> **WHAT IS ASKED**:
Copy the rows below, starting at the line that contains "Please locate the padlock shackle" and ending at the end of the rows, and swap every "rusty metal hasp" for "corroded steel hasp" while leaving everything else unchanged.

----

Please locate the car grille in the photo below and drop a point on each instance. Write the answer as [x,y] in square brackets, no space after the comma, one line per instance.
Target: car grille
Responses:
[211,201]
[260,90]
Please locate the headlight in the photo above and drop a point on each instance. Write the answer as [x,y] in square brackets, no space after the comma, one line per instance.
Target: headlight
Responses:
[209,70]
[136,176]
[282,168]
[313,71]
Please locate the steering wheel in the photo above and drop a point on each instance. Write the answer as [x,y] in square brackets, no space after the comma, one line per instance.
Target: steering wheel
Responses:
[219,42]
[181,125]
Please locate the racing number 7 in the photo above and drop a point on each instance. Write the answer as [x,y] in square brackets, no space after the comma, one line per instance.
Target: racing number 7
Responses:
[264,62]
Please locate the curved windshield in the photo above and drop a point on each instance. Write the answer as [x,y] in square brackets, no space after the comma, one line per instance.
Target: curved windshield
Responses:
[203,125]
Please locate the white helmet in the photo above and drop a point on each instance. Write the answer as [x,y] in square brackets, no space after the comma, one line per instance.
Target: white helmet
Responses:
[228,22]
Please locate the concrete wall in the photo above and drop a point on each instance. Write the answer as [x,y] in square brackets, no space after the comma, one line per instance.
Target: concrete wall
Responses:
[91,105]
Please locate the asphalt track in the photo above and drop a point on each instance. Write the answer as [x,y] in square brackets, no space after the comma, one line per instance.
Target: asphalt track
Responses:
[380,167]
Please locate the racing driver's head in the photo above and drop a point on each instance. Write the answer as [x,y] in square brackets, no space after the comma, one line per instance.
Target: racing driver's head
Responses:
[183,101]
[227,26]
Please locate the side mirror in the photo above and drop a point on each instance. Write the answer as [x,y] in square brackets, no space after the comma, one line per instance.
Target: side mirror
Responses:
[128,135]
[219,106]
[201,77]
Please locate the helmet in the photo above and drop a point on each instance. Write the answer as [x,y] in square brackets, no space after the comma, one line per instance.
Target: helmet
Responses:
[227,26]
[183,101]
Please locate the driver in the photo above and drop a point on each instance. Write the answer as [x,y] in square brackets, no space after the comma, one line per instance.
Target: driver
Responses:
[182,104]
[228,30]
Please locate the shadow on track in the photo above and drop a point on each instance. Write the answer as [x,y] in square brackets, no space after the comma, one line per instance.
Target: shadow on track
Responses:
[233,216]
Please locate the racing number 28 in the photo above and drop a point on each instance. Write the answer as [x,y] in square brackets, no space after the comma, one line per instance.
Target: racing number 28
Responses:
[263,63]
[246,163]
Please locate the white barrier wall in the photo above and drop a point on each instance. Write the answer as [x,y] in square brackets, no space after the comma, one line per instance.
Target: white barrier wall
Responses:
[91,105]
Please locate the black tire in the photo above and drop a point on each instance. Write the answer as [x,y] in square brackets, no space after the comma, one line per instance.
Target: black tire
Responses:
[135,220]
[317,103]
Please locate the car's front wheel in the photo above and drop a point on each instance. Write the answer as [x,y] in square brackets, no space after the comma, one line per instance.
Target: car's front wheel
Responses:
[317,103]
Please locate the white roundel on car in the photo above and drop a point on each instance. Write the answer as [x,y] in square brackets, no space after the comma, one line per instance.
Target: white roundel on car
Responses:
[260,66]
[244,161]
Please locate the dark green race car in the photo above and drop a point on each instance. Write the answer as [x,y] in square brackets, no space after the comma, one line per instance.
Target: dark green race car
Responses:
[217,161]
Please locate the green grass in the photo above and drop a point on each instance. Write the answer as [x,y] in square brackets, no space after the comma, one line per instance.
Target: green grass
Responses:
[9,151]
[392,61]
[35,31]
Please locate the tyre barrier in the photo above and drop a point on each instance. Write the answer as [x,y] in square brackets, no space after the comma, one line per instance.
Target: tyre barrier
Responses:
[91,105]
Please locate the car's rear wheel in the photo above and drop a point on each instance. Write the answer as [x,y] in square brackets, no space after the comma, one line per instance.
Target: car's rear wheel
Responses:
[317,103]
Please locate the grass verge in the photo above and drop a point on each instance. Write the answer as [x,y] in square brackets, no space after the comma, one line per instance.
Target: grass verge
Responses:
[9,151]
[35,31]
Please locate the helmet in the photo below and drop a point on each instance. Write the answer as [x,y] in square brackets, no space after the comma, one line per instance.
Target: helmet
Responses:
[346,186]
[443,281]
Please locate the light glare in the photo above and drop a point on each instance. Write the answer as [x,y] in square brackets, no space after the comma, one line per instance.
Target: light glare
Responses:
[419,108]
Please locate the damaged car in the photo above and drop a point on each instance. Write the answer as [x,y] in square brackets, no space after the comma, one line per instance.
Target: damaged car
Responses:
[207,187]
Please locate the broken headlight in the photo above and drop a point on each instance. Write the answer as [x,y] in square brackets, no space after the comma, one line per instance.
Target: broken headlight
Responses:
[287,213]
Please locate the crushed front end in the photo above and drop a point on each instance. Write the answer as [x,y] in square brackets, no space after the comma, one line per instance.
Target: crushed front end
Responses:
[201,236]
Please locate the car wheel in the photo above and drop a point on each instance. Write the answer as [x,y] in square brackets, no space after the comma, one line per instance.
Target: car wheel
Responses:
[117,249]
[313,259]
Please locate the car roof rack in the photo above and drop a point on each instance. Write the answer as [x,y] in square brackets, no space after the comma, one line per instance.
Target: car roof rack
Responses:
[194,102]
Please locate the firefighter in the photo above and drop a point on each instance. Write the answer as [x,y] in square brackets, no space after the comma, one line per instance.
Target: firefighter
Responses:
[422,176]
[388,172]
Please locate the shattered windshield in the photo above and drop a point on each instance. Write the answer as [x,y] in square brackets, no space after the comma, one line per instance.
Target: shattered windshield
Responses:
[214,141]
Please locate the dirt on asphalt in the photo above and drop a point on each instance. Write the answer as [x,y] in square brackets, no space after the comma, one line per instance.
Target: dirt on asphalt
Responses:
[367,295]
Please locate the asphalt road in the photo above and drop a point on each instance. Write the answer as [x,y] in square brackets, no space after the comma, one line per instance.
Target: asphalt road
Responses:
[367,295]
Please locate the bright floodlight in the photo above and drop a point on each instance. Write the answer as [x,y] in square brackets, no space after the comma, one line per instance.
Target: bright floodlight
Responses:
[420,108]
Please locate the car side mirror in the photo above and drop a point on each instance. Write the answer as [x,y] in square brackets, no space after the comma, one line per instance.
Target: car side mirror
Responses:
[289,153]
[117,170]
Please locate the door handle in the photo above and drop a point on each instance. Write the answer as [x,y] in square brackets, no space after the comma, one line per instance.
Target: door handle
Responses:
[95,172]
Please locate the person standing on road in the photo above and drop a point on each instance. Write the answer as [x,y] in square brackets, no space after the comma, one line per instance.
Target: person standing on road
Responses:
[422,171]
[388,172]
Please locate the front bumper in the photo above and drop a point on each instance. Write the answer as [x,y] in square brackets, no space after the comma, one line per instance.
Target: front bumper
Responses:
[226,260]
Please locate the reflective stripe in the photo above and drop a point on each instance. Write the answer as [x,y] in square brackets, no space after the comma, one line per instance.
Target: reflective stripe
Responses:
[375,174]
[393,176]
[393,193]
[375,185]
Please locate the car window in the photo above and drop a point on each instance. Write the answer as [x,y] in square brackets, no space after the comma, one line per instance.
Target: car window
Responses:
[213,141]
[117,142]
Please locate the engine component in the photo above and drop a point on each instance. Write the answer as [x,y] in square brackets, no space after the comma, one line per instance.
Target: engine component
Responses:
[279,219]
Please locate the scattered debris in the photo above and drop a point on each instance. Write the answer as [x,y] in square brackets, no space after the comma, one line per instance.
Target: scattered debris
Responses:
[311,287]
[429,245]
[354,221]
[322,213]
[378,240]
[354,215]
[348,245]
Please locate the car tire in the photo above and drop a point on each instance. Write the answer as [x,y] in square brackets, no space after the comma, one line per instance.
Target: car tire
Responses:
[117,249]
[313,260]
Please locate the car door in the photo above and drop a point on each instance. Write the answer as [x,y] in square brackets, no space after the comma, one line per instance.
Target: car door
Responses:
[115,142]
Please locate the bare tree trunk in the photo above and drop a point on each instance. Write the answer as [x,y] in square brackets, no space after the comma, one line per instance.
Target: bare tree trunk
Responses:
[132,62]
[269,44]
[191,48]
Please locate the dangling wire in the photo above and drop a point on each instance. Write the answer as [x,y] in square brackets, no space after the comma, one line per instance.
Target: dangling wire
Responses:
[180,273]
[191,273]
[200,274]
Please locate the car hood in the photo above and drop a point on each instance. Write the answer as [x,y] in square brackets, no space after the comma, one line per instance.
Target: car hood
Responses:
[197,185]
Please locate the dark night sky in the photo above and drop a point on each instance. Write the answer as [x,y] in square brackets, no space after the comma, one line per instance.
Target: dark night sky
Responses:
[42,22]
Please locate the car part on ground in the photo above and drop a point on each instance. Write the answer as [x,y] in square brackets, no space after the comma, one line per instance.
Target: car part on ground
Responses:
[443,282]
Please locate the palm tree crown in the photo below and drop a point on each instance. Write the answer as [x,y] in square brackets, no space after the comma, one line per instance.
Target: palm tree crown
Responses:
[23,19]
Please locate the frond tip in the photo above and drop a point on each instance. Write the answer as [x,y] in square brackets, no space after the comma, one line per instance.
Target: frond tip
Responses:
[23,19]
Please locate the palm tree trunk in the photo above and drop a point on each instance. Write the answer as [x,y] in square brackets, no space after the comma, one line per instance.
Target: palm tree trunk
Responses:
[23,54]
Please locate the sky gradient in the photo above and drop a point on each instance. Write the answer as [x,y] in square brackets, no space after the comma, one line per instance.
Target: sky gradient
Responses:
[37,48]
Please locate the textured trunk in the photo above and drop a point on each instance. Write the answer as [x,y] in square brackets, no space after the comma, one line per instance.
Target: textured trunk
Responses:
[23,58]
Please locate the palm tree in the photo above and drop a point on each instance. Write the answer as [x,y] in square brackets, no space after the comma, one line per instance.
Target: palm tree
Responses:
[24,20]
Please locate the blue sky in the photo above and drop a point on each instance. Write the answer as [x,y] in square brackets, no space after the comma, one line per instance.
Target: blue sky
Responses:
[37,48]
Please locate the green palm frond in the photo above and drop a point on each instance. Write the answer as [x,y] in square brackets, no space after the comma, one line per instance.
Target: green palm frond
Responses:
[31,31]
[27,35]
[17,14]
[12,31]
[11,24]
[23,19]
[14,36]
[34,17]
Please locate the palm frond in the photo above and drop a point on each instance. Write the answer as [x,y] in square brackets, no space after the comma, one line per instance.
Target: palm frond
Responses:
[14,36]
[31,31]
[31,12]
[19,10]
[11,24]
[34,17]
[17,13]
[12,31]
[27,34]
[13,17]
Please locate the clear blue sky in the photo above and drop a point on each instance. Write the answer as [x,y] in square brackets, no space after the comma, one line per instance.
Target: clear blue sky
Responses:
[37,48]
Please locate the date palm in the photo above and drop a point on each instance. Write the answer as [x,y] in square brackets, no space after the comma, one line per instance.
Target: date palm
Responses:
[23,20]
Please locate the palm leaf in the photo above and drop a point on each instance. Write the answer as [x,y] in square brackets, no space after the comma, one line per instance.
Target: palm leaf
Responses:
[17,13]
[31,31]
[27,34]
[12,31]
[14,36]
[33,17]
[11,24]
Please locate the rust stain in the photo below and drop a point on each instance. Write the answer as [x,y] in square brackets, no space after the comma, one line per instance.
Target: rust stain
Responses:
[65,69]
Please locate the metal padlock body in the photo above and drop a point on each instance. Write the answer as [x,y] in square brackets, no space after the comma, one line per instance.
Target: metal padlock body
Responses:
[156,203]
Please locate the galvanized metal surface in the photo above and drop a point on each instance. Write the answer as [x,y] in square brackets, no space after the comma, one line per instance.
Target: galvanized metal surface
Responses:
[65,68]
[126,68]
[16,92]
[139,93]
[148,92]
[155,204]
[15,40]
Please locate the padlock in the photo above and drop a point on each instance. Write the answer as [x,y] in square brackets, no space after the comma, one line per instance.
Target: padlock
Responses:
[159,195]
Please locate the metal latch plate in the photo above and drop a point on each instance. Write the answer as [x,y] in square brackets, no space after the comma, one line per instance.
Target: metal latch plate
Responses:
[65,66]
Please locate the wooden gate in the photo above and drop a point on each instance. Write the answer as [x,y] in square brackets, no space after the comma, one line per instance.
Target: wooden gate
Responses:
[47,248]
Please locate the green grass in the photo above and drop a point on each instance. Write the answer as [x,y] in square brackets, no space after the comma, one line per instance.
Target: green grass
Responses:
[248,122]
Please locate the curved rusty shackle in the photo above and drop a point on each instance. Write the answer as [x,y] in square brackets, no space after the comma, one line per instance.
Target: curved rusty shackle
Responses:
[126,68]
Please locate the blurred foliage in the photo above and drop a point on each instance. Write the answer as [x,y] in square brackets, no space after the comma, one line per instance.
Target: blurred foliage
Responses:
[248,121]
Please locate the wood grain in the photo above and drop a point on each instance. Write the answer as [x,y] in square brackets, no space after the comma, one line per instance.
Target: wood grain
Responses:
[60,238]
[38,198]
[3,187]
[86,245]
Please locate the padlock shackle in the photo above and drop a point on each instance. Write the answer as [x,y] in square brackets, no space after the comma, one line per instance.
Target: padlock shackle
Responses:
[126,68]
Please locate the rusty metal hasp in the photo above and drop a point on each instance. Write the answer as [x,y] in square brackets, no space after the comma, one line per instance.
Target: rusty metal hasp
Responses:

----

> **EXERCISE SOLUTION**:
Please locate the padlock shackle in the photo above and drop a point on each instance. Write the answer as [x,y] in square brackets, no space after the comma, one line per instance.
Target: padlock shackle
Responses:
[126,68]
Please locate the corroded steel hasp in the photo above and drop a point on each instance. Write the answer as [x,y] in square brackets, no space after the comma, one line per instance.
Target: corroded steel hasp
Responses:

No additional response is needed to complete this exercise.